# Text shown
>>
2024 Cavan Senior Hurling Championship
- Dates: 23 January – 4 August 2024
- Teams: 3
- Sponsor: Gilsenan Floors and Doors
- Champions: East Cavan Gaels (1st title) Rory Farrell (captain) Adam Baldwin (manager)
- Runners-up: Cootehill Celtic Micheál Boyle (manager)

Tournament statistics
- Matches played: 3
- Goals scored: 9 (3 per match)
- Points scored: 105 (35 per match)

= 2024 Cavan Senior Hurling Championship =

Annual hurling competition season

The 2024 Cavan Senior Hurling Championship was the 65th staging of the Cavan Senior Hurling Championship since its establishment by the Cavan County Board in 1908. The championship ran from 23 January to 4 August 2024.

Cootehill Celtic entered the championship as the defending champions.
<<
# Objective
Could you transcribe the whole championship text word for word, with nothing left out or changed? Draw only on the championship text.

# Supplied records
>>
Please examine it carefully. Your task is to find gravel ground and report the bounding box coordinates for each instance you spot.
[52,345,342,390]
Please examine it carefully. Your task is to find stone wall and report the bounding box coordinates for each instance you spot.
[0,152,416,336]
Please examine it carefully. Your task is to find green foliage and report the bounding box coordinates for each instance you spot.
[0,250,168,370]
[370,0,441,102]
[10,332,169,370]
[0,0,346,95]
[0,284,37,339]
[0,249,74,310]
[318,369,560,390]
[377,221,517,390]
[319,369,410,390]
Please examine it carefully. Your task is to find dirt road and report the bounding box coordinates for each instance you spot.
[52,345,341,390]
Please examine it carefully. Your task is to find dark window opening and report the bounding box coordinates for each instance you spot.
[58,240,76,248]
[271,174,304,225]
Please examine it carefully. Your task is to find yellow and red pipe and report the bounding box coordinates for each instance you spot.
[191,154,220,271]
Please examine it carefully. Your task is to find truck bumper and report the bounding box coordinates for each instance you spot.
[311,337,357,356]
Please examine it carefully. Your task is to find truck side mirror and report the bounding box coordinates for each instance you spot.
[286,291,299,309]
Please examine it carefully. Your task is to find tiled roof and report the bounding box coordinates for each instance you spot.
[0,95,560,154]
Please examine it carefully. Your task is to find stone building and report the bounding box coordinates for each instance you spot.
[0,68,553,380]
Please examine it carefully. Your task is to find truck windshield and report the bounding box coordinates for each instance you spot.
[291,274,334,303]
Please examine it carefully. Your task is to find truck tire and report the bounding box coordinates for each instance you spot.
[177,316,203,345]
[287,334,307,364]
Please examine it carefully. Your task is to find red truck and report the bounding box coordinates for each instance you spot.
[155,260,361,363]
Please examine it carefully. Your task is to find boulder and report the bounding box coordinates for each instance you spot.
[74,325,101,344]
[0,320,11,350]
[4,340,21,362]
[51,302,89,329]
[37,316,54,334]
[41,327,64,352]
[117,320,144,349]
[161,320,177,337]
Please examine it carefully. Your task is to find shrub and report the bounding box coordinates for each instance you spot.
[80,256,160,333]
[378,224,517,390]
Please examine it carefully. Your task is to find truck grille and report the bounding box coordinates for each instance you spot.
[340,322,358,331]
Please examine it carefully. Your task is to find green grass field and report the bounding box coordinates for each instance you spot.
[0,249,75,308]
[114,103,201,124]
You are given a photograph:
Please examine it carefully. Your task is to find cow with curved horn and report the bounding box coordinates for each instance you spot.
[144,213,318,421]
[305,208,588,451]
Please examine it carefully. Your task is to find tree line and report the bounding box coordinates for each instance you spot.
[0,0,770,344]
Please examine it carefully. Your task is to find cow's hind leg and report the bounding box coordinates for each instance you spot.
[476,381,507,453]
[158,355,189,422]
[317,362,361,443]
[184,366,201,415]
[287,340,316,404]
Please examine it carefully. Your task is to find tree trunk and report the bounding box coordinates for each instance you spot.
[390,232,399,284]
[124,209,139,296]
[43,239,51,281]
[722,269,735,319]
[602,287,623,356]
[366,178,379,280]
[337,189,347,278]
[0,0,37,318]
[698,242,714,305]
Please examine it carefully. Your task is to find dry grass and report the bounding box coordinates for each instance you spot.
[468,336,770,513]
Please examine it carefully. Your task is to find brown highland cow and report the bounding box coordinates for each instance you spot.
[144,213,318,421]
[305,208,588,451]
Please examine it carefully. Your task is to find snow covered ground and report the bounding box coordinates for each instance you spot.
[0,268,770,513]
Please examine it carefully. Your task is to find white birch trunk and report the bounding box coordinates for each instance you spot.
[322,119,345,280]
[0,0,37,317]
<<
# Task response
2024 Cavan Senior Hurling Championship
- Dates: 23 January – 4 August 2024
- Teams: 3
- Sponsor: Gilsenan Floors and Doors
- Champions: East Cavan Gaels (1st title) Rory Farrell (captain) Adam Baldwin (manager)
- Runners-up: Cootehill Celtic Micheál Boyle (manager)

Tournament statistics
- Matches played: 3
- Goals scored: 9 (3 per match)
- Points scored: 105 (35 per match)

= 2024 Cavan Senior Hurling Championship =

Annual hurling competition season

The 2024 Cavan Senior Hurling Championship was the 65th staging of the Cavan Senior Hurling Championship since its establishment by the Cavan County Board in 1908. The championship ran from 23 January to 4 August 2024.

Cootehill Celtic entered the championship as the defending champions.